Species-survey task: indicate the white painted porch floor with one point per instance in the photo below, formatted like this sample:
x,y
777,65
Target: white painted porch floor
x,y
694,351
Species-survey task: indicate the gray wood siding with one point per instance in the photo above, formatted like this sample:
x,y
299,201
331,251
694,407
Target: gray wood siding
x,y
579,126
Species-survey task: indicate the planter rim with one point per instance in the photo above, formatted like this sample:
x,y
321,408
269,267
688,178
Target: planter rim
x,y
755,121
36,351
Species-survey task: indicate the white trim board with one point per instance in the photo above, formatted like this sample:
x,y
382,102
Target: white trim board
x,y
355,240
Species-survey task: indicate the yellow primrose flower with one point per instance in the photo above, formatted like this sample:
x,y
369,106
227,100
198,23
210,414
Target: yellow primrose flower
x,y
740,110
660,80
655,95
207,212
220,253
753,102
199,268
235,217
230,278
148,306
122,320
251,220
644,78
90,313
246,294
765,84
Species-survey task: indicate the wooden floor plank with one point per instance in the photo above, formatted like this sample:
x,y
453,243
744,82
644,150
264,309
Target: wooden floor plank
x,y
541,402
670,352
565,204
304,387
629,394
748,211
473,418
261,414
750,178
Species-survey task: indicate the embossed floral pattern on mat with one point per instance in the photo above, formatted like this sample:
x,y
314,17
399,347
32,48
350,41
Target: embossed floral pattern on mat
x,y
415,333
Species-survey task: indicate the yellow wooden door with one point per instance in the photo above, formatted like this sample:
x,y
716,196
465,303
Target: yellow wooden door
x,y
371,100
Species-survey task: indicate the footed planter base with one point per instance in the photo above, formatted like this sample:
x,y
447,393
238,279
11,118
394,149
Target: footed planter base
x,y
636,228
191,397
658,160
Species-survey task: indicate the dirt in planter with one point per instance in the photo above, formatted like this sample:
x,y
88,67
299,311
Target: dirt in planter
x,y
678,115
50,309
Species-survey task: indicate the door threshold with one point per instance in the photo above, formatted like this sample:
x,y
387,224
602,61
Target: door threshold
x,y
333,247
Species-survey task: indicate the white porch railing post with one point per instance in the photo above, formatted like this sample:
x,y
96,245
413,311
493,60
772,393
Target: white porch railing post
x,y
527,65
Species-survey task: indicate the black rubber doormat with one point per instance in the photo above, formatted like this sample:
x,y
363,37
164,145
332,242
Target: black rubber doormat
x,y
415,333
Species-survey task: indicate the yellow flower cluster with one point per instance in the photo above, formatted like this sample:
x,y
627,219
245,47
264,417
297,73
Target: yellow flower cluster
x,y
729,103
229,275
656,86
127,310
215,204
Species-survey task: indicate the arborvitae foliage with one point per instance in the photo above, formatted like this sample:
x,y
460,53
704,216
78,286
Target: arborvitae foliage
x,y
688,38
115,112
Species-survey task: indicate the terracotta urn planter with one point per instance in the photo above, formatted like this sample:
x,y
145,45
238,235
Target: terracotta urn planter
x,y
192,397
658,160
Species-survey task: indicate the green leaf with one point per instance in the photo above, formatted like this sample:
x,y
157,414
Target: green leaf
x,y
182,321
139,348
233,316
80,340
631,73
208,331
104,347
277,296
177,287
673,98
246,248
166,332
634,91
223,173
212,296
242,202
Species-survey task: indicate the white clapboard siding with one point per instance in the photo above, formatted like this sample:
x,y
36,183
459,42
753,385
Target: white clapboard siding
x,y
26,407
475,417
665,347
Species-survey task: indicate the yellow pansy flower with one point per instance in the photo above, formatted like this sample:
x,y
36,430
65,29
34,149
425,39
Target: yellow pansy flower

WHAT YOU HAVE TO DO »
Write out all the material exactly.

ANSWER TO THIS TASK »
Species-survey task: indicate the white painted porch floor with one point per instance in the photo below, formatted like this sample:
x,y
777,65
Target: white painted porch floor
x,y
694,351
Species-survey task: indicate the gray wood siding with one point per instance in the photo above, formatted like this sample:
x,y
299,201
331,251
694,407
Target: gray wood siding
x,y
579,126
Species-survey task: indicate the planter rim with one point per instance in the photo above, formatted like this sample:
x,y
321,408
269,267
688,178
Target: planter rim
x,y
755,121
36,351
Species-survey task: indicate the white trim board with one point per instance in the photo above, formatted like this sample:
x,y
382,102
Target: white trim board
x,y
355,240
Species-survey task: indicate the yellow primrose flower with one point per instance in the photo above, formatted like this sample:
x,y
369,106
227,100
198,23
210,414
Target: yellow primrose flower
x,y
740,110
660,80
655,95
207,212
220,253
753,102
199,268
235,217
230,278
148,306
122,320
251,220
644,78
90,313
246,294
765,84
Species-survey task: indicate the wooden floor plank with one point per instance in the photo above, formatted like this sample:
x,y
453,243
744,82
644,150
264,309
Target: wooden floor plank
x,y
541,402
670,352
565,204
304,387
629,394
748,211
473,418
261,414
750,178
Species-survey task: indicate the embossed floral pattern on mat with one point per instance in the photo above, formatted like this sample:
x,y
314,17
399,347
32,48
350,41
Target: embossed floral pattern on mat
x,y
415,333
Species-survey task: indicate the yellow wooden door with one point per instance in the photo above, formatted like this sample:
x,y
716,196
465,303
Target: yellow wooden door
x,y
371,100
Species-survey task: indicate the footed planter base with one point per instance in the photo above, formatted like this sample:
x,y
447,393
238,279
11,118
394,149
Target: footed planter base
x,y
636,228
191,397
658,160
Species-survey task: indicate the dirt in planter with one point per instance in the photo above, formatted like this sample:
x,y
88,67
299,311
Target: dirt in planter
x,y
678,115
50,309
Species-survey task: indicate the door threshold with one point per instance in the photo above, formatted like this sample:
x,y
387,224
602,61
Target: door threshold
x,y
333,247
Species-survey task: indicate the white porch railing post with one point per instance in the photo above, formatted like this sample:
x,y
96,245
413,311
493,60
772,393
Target: white porch railing post
x,y
527,65
Species-survey task: indicate the black rubber doormat with one point per instance in the photo above, formatted like this sample:
x,y
363,37
164,145
332,242
Target: black rubber doormat
x,y
415,333
Species-survey task: indicate the yellow flower cluster with one point per instance in the photo above, formatted like this sample:
x,y
627,219
245,47
264,417
297,73
Target: yellow flower cluster
x,y
729,103
229,275
656,86
127,310
215,204
Species-survey task: indicate the arborvitae foliage with one point per instance in the photo above, formatted like this sample:
x,y
460,53
704,216
78,286
Target: arborvitae foliage
x,y
688,38
115,112
Species-survey task: indicate the terracotta urn planter with one point per instance in the photo above, formatted like this sample:
x,y
145,45
238,235
Target: terracotta urn planter
x,y
192,397
658,160
Species-survey task: indicate the green leaf with one point per instance in the photo above, formatted like this sample:
x,y
157,414
Target: green leaf
x,y
182,321
139,348
233,316
80,340
631,73
208,331
104,347
277,296
177,287
673,98
246,248
166,332
634,91
223,173
212,296
242,202
Species-survey task: indicate the white clapboard siding with one point per instance in the photo above, formatted like this sample:
x,y
36,183
459,42
753,385
Target: white clapboard siding
x,y
26,407
475,417
665,347
Species-survey task: indicate the yellow pansy flower with one point per instance in the photo above, formatted like this sample:
x,y
36,430
65,29
34,149
425,39
Target: yellow pansy flower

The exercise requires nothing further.